→ **Source text**
━━━━━━━━

Smart Monorepos: Determining Impact from Deep Dependency Changes in Typescript



This content originally appeared on Level Up Coding – Medium and was authored by Nicolaos Moscholios

1. Intro

Note: this article will be most relevant if your project fits these criteria:

  • It’s a Typescript project
  • You’re using a monorepo structure (e.g. with yarn workspaces)
  • Your monorepo contains multiple deployable applications (e.g. a web app, a design system app, an admin panel etc…)

At Sortlist, we have a large monorepo that hosts most of the frontend client-facing application code. We have four main apps, all NextJS apps:

  • apps/public this hosts the code for our marketplace app, which you can visit at https://www.sortlist.com
  • apps/client and apps/agency are two authenticated applications that our clients use (we are a middleman, so each application is for each party, the service provider, and the buyer).
  • apps/manager is our internal application used by the sales and customer success teams, essentially our admin panel

Then, within the same project we have the following packages:

.
├── apps/
│ ├── public
│ ├── agency
│ ├── client
│ └── manager
├── libs/
│ ├── config
│ ├── feature-flags
│ ├── media
│ ├── translation
│ ├── tracking
│ ├── utils
│ └── ...etc
└── packages/
├── data-fetching
├── e2e
├── design-system
└── ...etc

That’s a lot of code that all of those apps depend on.

In this article I’ll show you how we built a simple code analysis script that lets us automatically deploy each app based on the code that was modified in the dependencies.

2. The problem

Take the following use case:

You create a pull request or merge a commit that contains changes within the design system package. This change may target a common component used within the apps, or even a piece of code which itself is a dependency of the design system (e.g. code inside utils).

━━━━━━━━

→ **To be done**
Revise the monorepo article, starting with "Note: this article" and going on through "an admin panel etc…)", so that "yarn workspaces" is replaced by "npm workspaces".

━━━━━━━━

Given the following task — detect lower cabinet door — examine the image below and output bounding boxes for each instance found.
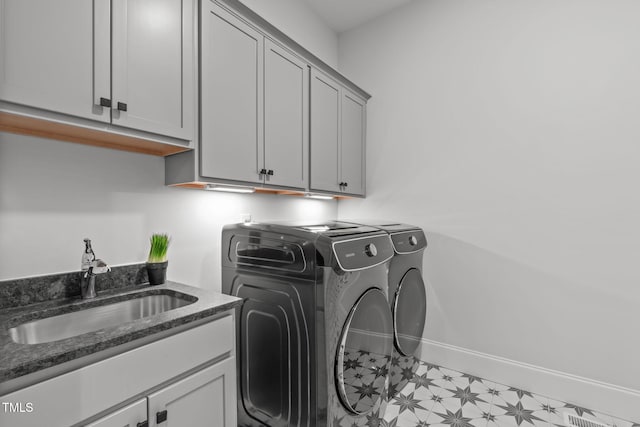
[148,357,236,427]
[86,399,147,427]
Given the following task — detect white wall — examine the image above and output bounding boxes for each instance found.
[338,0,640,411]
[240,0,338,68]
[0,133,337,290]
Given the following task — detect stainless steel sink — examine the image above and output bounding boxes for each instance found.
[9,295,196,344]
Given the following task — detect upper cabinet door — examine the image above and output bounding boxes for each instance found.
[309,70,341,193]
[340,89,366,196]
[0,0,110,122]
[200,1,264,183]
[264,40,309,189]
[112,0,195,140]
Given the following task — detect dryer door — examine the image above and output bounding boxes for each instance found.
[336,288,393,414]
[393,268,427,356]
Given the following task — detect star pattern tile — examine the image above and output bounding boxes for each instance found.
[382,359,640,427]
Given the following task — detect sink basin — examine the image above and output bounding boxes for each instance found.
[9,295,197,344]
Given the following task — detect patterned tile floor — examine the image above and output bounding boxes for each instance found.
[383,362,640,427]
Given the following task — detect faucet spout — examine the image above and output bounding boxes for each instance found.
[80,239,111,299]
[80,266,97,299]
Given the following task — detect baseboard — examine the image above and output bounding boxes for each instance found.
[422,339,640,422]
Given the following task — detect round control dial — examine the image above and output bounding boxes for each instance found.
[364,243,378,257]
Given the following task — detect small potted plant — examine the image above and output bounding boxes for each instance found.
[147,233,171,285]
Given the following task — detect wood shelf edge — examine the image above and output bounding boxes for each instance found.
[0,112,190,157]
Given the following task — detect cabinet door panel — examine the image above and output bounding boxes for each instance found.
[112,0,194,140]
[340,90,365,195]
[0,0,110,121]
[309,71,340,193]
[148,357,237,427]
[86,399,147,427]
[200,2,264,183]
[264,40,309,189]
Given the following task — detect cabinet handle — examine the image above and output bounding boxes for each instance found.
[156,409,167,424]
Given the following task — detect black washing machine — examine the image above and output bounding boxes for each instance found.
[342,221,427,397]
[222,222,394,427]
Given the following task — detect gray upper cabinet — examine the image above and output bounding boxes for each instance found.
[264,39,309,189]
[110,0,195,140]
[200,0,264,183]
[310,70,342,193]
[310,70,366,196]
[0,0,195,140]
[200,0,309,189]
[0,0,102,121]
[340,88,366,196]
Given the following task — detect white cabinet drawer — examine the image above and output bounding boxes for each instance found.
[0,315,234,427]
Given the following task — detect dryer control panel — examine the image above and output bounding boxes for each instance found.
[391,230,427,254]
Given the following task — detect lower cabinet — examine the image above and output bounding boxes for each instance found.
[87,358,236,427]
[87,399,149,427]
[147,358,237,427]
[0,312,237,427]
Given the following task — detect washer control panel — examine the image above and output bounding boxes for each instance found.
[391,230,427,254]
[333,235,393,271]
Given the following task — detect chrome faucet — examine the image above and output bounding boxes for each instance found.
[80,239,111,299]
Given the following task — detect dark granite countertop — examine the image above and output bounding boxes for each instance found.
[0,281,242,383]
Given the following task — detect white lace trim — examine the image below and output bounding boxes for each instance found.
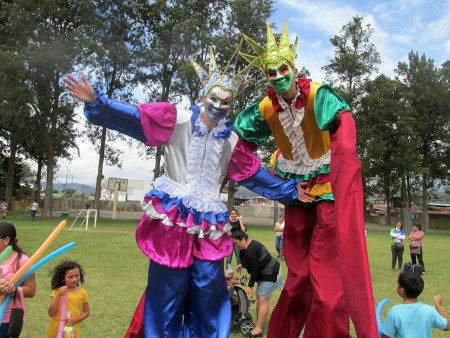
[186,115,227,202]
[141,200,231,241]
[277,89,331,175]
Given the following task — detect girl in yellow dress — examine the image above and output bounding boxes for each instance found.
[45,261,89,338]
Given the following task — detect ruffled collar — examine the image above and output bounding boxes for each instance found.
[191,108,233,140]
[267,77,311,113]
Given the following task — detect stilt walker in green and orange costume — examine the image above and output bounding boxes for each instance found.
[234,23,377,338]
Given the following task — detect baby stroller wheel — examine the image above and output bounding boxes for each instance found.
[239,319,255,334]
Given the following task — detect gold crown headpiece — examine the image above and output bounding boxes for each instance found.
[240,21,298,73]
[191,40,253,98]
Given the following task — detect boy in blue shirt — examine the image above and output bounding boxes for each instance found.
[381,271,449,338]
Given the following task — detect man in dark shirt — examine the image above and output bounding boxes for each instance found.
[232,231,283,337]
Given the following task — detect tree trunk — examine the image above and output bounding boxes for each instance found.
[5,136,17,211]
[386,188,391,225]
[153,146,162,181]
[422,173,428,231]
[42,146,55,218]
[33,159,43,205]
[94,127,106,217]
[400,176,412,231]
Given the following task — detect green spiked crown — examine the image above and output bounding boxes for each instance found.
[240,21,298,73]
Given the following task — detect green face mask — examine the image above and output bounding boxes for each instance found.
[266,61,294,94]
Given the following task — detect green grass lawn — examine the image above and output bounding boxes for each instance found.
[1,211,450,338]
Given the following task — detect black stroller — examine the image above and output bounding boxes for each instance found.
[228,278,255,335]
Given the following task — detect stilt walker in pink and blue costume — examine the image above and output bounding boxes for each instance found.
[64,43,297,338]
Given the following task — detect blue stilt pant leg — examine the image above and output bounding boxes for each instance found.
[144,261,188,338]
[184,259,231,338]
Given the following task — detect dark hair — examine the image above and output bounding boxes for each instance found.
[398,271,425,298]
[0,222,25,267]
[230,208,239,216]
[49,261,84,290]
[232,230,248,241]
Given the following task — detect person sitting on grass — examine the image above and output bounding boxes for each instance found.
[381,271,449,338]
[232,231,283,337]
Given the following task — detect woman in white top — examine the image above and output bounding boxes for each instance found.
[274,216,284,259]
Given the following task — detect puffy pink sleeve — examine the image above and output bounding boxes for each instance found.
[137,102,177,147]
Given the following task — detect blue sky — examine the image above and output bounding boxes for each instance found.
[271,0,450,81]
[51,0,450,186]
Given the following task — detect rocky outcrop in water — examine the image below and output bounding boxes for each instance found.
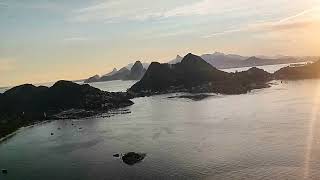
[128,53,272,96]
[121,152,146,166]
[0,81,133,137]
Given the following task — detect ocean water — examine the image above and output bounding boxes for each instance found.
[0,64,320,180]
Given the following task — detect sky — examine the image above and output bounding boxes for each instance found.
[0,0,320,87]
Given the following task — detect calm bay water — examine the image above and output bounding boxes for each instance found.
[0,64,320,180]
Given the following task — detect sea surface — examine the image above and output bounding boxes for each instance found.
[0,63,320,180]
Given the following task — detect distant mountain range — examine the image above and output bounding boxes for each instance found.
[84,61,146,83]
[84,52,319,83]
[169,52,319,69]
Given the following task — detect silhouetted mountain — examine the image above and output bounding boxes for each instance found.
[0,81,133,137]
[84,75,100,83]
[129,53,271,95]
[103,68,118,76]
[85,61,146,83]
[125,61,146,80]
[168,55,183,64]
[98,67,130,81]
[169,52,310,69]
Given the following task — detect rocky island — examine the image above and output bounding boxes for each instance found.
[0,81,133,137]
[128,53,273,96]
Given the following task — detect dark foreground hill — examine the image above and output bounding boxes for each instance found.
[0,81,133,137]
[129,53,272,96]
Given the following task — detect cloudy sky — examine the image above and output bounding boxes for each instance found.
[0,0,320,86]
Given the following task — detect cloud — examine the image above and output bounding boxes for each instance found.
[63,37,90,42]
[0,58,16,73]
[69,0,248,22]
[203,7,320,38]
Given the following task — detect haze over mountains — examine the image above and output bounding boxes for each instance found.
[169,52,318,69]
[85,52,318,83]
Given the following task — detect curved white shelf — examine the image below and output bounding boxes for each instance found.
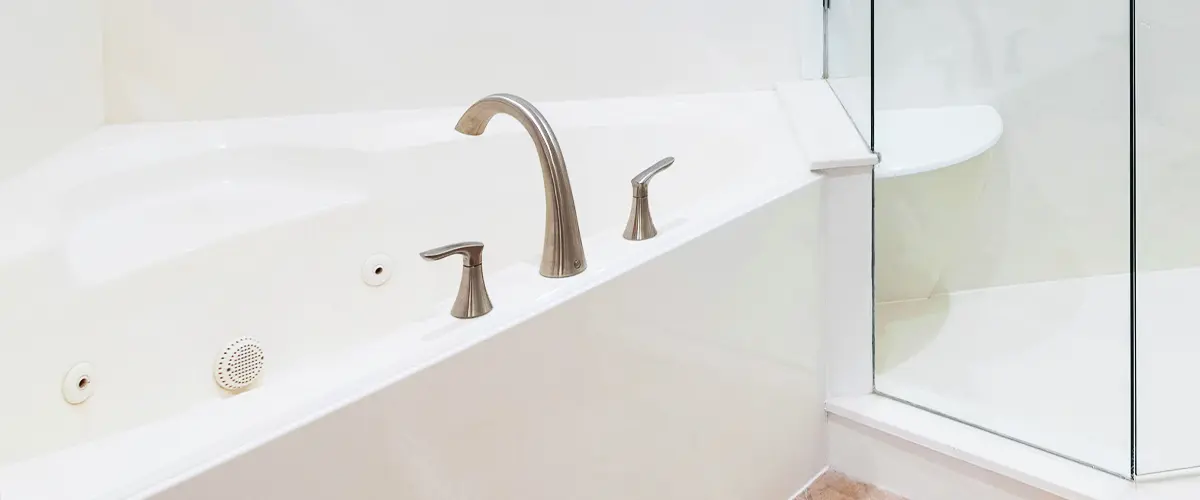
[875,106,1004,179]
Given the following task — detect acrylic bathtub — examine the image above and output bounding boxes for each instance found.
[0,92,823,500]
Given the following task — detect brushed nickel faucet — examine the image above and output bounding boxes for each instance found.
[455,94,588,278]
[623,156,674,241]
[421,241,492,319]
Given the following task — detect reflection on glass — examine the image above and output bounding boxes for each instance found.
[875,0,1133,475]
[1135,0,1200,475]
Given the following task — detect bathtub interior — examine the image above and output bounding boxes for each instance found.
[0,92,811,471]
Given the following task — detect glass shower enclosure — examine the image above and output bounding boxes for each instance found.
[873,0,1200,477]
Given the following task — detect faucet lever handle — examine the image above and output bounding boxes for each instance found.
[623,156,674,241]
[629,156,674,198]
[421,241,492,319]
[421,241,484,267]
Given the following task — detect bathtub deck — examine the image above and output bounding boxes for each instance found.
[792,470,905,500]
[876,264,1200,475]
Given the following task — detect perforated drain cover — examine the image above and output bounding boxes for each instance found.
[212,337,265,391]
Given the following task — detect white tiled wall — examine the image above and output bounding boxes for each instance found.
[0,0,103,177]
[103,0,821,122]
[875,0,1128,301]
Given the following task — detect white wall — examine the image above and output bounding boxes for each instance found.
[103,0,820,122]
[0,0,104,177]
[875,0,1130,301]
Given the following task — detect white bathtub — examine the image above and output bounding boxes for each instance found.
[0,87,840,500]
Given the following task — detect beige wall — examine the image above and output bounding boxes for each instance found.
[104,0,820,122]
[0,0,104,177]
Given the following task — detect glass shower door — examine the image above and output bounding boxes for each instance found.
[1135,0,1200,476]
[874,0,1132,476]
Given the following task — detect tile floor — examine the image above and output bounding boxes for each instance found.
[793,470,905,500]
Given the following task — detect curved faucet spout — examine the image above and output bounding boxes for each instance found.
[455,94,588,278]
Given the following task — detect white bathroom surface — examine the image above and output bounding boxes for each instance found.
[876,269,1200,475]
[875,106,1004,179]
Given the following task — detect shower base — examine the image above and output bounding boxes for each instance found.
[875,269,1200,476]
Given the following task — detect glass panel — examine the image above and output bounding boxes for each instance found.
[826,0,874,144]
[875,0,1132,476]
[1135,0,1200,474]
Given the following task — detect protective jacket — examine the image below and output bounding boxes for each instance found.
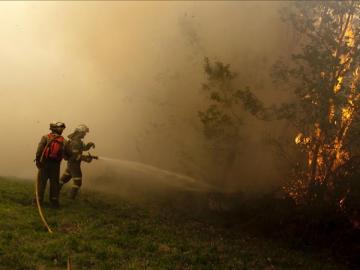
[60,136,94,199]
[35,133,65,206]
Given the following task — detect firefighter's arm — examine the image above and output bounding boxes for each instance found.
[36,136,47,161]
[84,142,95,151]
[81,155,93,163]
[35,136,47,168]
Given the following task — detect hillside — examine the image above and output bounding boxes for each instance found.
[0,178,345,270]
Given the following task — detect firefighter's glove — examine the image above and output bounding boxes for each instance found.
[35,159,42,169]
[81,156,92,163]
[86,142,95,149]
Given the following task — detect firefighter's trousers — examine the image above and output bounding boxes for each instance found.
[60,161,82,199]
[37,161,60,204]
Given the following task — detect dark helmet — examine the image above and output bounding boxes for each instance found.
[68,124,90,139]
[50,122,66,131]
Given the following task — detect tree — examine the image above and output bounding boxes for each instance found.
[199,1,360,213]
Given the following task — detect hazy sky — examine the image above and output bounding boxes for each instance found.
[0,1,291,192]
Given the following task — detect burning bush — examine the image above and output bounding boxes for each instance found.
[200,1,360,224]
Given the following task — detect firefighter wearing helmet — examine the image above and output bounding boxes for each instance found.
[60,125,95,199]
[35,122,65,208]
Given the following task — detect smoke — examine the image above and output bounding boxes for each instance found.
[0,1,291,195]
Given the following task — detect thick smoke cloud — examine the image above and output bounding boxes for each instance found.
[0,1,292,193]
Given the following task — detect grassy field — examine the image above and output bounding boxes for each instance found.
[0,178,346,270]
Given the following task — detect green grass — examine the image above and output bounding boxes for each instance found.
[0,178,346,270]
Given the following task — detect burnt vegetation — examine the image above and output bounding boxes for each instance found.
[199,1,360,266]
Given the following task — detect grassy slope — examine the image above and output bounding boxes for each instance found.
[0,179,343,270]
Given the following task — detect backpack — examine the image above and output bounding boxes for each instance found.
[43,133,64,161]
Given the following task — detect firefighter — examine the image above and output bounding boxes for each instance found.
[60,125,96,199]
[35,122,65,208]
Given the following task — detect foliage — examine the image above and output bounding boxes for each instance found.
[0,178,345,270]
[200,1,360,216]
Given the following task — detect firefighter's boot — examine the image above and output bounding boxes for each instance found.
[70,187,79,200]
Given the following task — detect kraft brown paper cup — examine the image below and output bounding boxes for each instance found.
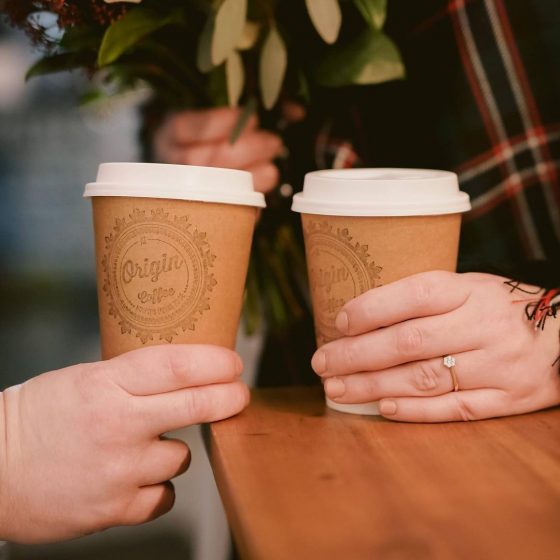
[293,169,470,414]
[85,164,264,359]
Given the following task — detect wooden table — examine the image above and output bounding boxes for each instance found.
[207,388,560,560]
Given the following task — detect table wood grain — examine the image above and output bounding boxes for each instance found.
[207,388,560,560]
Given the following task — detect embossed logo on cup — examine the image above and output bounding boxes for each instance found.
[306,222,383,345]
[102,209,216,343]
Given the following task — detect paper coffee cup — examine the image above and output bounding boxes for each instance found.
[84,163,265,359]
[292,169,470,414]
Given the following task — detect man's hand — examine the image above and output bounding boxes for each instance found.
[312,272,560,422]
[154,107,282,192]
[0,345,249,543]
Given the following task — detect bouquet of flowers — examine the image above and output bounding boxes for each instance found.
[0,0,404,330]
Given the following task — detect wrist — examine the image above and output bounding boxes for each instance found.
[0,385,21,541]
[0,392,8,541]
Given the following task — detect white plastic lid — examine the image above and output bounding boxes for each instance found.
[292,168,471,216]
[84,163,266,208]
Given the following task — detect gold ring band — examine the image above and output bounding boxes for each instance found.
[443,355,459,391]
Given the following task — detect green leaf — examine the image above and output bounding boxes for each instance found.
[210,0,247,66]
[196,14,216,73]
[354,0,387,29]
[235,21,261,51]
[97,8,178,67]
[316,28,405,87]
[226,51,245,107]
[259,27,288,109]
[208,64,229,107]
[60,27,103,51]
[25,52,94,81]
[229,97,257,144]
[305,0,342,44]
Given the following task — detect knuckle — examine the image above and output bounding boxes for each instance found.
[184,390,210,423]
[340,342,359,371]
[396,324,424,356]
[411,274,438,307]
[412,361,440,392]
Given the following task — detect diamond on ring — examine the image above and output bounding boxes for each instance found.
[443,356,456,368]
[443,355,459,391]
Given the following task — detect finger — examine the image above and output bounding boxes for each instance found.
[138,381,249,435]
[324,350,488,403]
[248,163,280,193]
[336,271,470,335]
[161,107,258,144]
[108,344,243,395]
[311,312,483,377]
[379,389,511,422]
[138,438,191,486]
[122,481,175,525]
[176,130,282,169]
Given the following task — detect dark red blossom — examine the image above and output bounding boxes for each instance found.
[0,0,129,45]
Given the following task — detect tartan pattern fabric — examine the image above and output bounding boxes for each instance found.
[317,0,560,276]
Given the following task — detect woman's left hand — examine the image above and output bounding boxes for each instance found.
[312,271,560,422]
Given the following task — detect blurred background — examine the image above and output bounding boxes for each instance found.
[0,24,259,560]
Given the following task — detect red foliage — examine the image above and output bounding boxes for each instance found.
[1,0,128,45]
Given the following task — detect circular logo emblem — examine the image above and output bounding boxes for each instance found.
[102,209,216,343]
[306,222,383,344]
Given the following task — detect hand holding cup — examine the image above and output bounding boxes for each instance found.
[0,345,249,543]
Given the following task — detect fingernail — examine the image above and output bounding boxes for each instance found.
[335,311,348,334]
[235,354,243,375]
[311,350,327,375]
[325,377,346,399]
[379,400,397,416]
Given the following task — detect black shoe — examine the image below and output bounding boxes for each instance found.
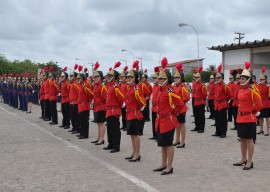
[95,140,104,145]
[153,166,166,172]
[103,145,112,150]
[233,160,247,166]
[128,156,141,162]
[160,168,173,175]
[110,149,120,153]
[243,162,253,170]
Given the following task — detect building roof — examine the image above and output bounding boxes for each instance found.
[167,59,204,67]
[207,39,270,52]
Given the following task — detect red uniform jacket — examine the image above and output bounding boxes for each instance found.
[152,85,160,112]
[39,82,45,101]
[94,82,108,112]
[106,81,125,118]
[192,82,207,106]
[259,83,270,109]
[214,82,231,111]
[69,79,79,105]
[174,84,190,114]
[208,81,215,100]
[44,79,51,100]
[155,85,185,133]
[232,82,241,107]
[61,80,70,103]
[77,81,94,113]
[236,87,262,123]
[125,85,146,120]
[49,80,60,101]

━━━━━━━━

→ **Expected answer**
Note: this article will be most relevant if your project fits these criteria:

  • It’s a Typescript project
  • You’re using a monorepo structure (e.g. with npm workspaces)
  • Your monorepo contains multiple deployable applications (e.g. a web app, a design system app, an admin panel etc…)